**What this task involves:** Copy the data below into a numbered list, from its first line up to and including the line with "point(1221, 728)", skipping any blank lines. Leave the pictures out.

[Some records]
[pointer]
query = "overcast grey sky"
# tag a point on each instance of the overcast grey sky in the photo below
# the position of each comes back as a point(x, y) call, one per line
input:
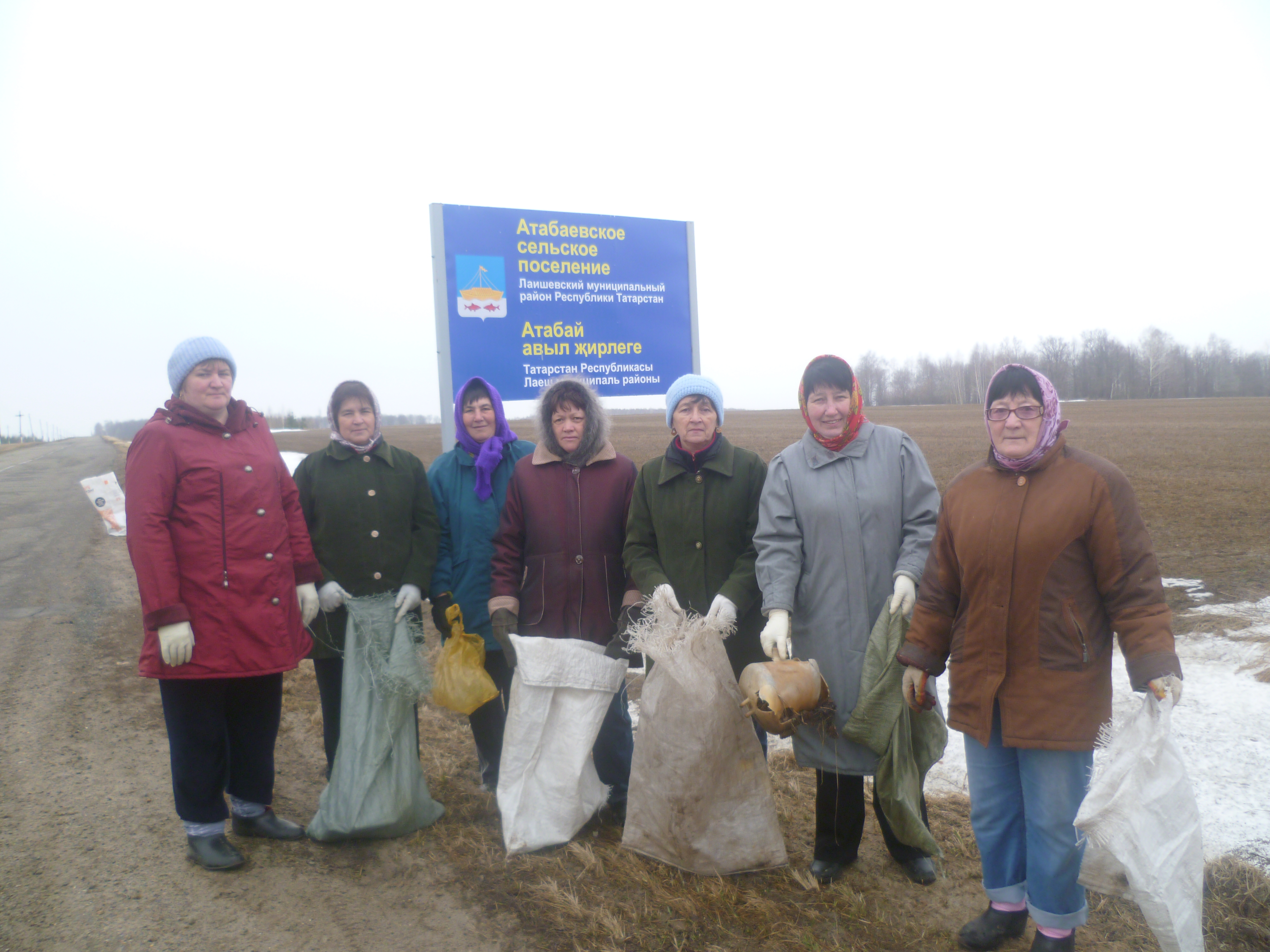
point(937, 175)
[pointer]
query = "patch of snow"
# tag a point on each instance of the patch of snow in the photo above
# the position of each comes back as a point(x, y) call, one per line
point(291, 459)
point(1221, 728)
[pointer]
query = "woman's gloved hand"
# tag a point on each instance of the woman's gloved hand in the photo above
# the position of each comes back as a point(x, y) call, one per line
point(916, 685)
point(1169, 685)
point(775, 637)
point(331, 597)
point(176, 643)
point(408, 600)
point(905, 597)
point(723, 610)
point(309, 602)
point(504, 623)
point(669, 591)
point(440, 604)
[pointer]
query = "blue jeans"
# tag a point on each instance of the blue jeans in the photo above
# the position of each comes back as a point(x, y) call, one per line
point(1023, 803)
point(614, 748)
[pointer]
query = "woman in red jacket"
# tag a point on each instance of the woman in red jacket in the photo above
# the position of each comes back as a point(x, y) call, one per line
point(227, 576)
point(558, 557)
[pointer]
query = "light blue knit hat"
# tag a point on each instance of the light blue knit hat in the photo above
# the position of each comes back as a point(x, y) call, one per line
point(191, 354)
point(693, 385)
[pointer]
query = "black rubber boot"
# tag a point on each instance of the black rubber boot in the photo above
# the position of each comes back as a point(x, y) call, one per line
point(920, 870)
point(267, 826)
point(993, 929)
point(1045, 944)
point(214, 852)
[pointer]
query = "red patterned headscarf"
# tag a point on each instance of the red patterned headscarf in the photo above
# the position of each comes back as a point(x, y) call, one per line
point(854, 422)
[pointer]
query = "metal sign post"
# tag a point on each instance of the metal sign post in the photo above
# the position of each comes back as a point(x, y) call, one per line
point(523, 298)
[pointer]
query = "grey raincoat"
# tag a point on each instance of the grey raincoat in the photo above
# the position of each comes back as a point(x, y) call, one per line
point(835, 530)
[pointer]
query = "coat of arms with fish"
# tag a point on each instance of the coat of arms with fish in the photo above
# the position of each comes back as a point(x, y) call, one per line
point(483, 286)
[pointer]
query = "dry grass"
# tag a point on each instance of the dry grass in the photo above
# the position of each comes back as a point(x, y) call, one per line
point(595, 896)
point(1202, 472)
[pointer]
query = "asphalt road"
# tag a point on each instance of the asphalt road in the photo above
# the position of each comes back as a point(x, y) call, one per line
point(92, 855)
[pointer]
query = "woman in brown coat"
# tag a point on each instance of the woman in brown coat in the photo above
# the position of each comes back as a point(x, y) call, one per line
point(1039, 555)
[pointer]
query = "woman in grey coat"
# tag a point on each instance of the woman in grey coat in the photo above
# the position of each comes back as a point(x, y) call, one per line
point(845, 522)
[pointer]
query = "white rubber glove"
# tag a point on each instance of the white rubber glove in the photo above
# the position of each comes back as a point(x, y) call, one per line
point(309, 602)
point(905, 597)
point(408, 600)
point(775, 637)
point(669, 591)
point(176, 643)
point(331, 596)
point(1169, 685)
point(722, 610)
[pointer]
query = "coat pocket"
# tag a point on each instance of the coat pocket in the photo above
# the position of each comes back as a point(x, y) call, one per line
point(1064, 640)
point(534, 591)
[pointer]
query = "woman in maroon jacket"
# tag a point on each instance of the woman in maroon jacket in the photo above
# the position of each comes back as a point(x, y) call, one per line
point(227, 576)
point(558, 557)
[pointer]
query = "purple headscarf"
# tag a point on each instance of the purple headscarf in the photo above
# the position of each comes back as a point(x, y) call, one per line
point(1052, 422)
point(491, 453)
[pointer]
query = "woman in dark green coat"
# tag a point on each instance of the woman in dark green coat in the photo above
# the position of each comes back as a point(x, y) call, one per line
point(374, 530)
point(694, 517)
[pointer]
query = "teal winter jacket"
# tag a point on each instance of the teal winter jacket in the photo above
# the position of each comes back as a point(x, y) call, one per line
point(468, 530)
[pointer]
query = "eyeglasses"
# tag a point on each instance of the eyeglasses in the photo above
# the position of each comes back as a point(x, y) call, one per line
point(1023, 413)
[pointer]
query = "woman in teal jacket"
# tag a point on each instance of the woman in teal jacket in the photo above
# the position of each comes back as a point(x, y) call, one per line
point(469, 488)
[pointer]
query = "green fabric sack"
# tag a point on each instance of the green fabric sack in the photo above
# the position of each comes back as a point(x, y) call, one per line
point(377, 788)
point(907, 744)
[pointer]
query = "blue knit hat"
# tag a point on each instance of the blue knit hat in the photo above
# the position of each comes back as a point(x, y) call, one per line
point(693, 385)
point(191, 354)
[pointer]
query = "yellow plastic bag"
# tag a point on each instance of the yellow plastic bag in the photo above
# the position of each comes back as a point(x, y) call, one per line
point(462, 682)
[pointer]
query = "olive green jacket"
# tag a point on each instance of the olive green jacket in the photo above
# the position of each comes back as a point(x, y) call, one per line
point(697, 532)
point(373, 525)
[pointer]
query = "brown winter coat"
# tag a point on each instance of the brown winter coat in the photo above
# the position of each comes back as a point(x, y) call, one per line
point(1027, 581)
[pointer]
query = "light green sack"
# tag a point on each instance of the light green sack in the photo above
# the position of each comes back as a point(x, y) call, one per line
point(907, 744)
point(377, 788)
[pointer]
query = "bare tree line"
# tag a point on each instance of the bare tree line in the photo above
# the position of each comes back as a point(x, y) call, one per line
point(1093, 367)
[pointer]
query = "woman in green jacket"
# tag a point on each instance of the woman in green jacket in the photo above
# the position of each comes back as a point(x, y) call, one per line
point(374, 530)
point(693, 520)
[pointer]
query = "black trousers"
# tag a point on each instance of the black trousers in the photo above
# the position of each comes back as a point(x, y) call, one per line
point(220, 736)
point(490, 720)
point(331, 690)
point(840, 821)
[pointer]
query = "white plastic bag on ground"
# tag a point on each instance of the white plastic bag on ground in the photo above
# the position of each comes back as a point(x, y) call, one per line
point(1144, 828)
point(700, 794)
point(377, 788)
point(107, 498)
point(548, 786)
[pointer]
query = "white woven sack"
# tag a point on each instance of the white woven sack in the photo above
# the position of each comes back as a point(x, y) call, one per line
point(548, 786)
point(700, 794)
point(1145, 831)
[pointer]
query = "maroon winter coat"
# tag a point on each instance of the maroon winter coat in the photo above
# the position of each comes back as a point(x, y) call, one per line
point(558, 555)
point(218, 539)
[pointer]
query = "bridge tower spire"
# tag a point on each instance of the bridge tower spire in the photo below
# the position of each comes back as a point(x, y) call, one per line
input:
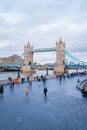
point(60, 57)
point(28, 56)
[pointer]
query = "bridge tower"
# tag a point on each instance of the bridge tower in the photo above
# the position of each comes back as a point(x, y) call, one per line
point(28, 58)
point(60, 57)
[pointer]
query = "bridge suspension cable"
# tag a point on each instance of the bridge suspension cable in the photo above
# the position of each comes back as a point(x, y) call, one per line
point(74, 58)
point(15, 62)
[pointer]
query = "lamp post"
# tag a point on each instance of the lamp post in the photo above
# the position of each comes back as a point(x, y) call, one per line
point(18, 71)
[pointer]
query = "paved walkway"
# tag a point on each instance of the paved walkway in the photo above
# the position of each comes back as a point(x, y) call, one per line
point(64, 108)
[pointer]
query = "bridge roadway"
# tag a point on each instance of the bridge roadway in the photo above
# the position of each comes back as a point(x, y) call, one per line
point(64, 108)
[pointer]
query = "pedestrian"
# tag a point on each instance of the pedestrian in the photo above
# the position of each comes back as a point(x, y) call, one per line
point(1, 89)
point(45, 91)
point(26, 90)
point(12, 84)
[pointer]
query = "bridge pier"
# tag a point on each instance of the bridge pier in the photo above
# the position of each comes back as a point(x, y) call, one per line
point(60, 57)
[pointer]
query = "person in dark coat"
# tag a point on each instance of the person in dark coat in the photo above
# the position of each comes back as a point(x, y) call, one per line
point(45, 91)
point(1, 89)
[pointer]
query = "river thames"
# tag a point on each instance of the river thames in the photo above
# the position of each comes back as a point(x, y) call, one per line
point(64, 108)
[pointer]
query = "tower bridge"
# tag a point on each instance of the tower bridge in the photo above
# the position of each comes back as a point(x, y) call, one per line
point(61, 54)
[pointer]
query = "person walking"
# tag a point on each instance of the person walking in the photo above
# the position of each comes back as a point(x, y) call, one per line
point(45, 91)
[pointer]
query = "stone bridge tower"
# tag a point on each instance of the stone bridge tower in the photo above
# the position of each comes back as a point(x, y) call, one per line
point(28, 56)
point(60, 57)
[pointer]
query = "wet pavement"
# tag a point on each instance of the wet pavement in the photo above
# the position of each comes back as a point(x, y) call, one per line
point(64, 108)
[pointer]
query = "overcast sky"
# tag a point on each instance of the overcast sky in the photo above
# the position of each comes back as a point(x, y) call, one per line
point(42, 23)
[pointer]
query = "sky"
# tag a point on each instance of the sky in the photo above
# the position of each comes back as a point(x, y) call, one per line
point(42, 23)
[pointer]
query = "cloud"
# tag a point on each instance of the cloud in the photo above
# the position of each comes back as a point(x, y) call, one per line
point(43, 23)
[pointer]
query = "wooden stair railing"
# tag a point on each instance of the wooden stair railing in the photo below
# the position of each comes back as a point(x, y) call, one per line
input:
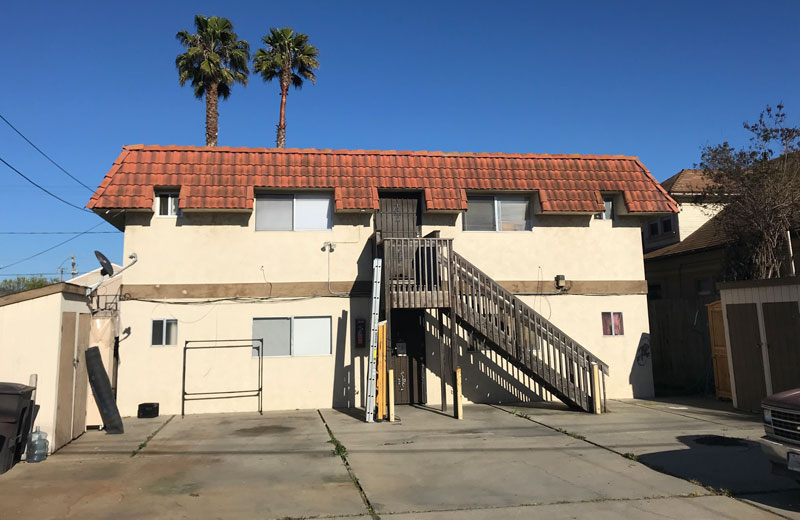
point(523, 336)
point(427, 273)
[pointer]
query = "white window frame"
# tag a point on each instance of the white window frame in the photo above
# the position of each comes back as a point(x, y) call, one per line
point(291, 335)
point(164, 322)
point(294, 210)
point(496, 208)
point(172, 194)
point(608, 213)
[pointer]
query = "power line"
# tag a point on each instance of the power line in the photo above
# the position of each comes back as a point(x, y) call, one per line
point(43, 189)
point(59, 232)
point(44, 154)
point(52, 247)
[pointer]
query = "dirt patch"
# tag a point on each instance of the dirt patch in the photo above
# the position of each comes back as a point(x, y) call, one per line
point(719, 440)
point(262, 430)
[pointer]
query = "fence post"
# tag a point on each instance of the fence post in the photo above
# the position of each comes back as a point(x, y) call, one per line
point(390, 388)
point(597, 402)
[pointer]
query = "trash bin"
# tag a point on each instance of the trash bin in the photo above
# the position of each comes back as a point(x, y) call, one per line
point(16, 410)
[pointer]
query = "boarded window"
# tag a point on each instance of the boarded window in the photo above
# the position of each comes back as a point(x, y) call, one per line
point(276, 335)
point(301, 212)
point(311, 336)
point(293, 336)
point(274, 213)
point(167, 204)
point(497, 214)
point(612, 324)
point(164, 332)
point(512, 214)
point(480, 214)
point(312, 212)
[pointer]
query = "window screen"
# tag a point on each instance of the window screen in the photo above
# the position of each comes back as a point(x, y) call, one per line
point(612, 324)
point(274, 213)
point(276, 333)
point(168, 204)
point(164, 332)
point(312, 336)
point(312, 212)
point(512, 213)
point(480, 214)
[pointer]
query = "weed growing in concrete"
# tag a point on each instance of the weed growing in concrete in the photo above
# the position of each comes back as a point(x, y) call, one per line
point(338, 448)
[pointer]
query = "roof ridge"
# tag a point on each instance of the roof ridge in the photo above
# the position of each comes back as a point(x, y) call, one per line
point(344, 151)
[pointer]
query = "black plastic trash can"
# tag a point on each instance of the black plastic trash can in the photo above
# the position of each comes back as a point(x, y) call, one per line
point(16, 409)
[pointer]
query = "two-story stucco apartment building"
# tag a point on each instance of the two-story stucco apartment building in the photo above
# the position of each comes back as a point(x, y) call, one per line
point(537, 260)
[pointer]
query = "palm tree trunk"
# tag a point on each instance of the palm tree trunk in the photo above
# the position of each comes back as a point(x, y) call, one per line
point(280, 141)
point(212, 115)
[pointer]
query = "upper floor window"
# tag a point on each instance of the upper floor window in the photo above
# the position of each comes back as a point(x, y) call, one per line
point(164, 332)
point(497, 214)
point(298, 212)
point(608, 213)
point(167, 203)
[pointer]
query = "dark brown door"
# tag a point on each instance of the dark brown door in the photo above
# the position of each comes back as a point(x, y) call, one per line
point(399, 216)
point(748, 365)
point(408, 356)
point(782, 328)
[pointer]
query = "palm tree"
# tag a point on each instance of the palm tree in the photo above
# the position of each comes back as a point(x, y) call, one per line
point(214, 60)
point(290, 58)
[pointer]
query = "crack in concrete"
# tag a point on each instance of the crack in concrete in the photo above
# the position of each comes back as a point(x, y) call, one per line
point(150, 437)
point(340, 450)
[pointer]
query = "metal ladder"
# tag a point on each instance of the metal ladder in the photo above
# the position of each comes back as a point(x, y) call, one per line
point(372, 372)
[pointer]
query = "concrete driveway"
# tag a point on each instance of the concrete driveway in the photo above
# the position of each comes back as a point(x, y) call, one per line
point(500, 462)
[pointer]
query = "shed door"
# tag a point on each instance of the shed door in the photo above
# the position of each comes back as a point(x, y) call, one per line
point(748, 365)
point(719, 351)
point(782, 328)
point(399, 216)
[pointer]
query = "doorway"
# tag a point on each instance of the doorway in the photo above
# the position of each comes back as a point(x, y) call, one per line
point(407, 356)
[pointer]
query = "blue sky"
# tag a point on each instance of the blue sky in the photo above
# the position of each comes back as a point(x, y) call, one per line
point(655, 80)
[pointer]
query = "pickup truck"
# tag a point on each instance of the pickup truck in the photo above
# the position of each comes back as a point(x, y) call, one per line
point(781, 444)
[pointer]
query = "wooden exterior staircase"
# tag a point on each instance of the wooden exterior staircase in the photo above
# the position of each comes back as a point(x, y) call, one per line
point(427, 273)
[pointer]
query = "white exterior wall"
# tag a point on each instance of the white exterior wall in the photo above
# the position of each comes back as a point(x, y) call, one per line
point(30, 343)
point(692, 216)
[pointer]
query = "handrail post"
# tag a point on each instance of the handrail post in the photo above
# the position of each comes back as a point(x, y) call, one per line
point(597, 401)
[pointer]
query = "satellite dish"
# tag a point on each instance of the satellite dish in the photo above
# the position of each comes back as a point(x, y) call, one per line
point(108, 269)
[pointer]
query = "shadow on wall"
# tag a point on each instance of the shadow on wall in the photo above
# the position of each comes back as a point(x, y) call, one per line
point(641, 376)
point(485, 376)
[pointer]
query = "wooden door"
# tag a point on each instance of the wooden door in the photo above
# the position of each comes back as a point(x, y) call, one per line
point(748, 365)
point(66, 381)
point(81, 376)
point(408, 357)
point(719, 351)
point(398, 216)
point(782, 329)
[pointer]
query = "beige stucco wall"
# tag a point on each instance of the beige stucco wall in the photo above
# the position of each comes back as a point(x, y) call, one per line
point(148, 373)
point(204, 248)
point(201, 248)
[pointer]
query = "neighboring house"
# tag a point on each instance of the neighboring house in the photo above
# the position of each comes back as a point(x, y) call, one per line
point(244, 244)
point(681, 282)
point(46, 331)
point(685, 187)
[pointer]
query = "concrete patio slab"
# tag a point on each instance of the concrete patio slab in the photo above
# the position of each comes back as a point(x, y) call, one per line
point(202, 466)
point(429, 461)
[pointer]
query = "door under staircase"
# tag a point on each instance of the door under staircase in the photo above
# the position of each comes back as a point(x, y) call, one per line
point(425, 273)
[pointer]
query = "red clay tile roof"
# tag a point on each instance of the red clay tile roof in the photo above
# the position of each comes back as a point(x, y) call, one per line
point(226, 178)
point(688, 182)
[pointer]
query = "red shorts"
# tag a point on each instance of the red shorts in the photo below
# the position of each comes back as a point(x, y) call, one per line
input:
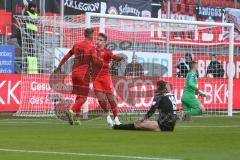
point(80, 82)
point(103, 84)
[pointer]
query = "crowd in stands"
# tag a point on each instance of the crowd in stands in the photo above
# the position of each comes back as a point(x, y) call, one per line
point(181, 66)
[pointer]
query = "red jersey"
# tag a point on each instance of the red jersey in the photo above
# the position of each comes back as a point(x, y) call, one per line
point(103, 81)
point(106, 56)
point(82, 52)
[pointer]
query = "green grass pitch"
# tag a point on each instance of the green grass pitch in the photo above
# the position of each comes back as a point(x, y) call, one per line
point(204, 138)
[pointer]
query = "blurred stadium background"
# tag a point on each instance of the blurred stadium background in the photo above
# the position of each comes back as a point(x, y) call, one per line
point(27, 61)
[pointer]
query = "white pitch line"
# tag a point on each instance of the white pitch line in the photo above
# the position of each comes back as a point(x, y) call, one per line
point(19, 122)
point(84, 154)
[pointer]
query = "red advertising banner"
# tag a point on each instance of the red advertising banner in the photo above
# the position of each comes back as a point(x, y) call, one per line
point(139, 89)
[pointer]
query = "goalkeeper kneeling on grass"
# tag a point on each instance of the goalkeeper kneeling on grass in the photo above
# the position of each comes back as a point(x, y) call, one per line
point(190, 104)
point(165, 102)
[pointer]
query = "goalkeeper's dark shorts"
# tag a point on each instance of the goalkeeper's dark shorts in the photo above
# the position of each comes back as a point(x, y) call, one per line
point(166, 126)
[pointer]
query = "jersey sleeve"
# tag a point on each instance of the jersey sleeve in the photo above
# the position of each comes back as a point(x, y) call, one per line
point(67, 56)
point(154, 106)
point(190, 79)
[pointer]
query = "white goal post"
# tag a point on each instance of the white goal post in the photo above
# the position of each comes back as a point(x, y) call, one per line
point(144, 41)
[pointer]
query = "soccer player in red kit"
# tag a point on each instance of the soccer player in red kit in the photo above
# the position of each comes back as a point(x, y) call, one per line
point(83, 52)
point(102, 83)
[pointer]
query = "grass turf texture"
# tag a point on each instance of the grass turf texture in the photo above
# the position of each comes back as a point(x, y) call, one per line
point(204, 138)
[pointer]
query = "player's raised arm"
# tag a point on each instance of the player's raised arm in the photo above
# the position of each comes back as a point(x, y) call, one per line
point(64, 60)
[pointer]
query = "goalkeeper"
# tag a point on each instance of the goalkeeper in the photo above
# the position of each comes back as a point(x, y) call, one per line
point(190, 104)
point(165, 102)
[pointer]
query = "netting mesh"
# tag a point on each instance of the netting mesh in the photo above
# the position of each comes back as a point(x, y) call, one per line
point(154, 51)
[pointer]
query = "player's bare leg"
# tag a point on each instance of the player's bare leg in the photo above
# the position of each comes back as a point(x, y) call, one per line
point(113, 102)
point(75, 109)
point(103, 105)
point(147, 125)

**Right answer:**
1. [pointer]
2. query = "overcast grey sky"
3. # tag a point on each instance of the overcast grey sky in the photo below
4. # the position of each comes back as a point(x, y) call, one per line
5. input:
6. point(937, 175)
7. [pointer]
8. query = "patch of snow"
9. # tag a point on each instance of the patch of snow in the photo above
10. # the position of each comes back as a point(x, y) call, one per line
11. point(291, 459)
12. point(1221, 728)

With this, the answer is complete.